_Objective_: Render every line of the items below as a JSON list of strings, one string per line, omitting blank lines. Leave the pictures out of the answer.

_Records provided_:
------------------------------

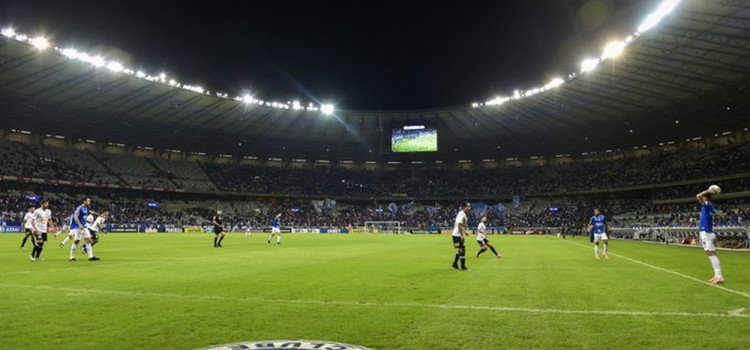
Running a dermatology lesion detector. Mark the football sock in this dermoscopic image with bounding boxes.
[86,243,94,258]
[708,255,724,278]
[490,246,498,256]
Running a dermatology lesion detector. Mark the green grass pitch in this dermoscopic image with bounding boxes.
[0,234,750,349]
[391,133,437,152]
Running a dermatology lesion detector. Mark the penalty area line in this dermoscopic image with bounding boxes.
[0,283,750,318]
[568,241,750,299]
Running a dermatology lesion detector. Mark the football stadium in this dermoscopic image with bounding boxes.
[0,0,750,349]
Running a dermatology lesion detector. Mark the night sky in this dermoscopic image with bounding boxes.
[0,0,659,110]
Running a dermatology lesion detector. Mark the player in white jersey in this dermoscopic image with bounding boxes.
[451,202,471,271]
[477,216,503,259]
[21,205,36,249]
[29,200,52,261]
[268,213,281,244]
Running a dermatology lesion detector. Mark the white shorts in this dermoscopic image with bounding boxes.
[700,231,716,252]
[70,228,91,241]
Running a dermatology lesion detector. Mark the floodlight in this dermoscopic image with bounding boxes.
[638,0,680,33]
[107,61,125,73]
[2,27,16,38]
[544,78,565,89]
[62,48,80,58]
[602,41,625,60]
[320,104,334,115]
[581,58,599,73]
[29,36,49,50]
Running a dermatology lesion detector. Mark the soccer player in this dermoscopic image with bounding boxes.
[589,208,609,260]
[695,188,724,284]
[477,216,503,259]
[21,205,36,249]
[68,197,99,262]
[55,215,75,248]
[451,202,471,271]
[29,200,52,261]
[81,209,109,253]
[213,210,224,248]
[268,213,281,244]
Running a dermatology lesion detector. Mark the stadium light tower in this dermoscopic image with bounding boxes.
[29,36,49,51]
[581,58,599,73]
[602,41,625,60]
[320,104,334,115]
[2,27,16,38]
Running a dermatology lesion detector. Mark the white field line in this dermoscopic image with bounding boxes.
[567,240,750,299]
[0,283,750,318]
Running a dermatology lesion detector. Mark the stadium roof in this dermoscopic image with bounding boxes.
[0,0,750,159]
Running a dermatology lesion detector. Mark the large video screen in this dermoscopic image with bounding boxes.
[391,125,437,152]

------------------------------

_Response for this exercise_:
[
  "Running a dermatology lesion detector. Mark the football sock in this dermoscopic image with bounding boxes.",
  "[86,243,94,258]",
  "[708,255,724,278]",
  "[490,246,498,256]",
  "Running a dermatology lesion detector. Mark the green grass pitch in this dermoscopic image with bounding boxes.",
  "[0,234,750,349]",
  "[391,133,437,152]",
  "Running a dermatology lesion detector. Mark the penalty area line in this dermoscopic image with bounding boxes.",
  "[0,283,750,318]",
  "[568,241,750,299]",
  "Running a dermatology lesion detector. Mark the football stadium in this dermoscopic image with bounding boxes.",
  "[0,0,750,349]",
  "Running a dermatology lesion detector. Mark the night sky in this dermoscopic image with bounding boxes.",
  "[0,0,659,110]",
  "Running a dermatology lesion detector. Mark the player in white jersey in this dermoscopic image with bounding boxes.",
  "[451,202,471,271]",
  "[477,216,503,259]",
  "[21,205,36,249]",
  "[29,200,52,261]",
  "[268,213,281,244]",
  "Running a dermatology lesion detector. Mark the white shorts in this dermoscopic image with bounding boxes.",
  "[700,231,716,252]",
  "[70,228,91,241]",
  "Running a dermatology lesion detector. Mark the floodlight in this dermoscopic image with bounding boxes.",
  "[638,0,680,33]",
  "[107,61,125,73]",
  "[2,27,16,38]",
  "[544,78,565,89]",
  "[62,48,80,58]",
  "[602,41,625,60]",
  "[320,104,334,115]",
  "[581,58,599,73]",
  "[29,36,49,50]",
  "Running a dermatology lesion detector. Mark the soccer player in this dermoscopic image with bounding boxes.",
  "[589,208,609,260]",
  "[695,188,724,284]",
  "[477,216,503,259]",
  "[21,205,36,249]",
  "[68,197,99,262]",
  "[55,215,75,248]",
  "[451,202,471,271]",
  "[29,200,52,261]",
  "[81,209,109,253]",
  "[213,210,224,248]",
  "[268,213,281,244]",
  "Running a dermatology lesion detector. Mark the stadium light tower in this dermoscopic image with bounding boxes.",
  "[29,36,49,51]",
  "[581,58,599,73]",
  "[602,41,625,60]",
  "[320,104,334,115]",
  "[2,27,16,38]",
  "Running a dermatology lesion detector. Mark the white field line in this dermoscopic image with bounding boxes.",
  "[567,240,750,299]",
  "[0,283,750,318]",
  "Running a dermatology lesion detector. Mark the stadium roof in this dermoscopic image with bounding boxes.",
  "[0,0,750,159]",
  "Running a dermatology lesion detector. Mark the large video screen in this dermoscopic image with bounding boxes.",
  "[391,125,437,152]"
]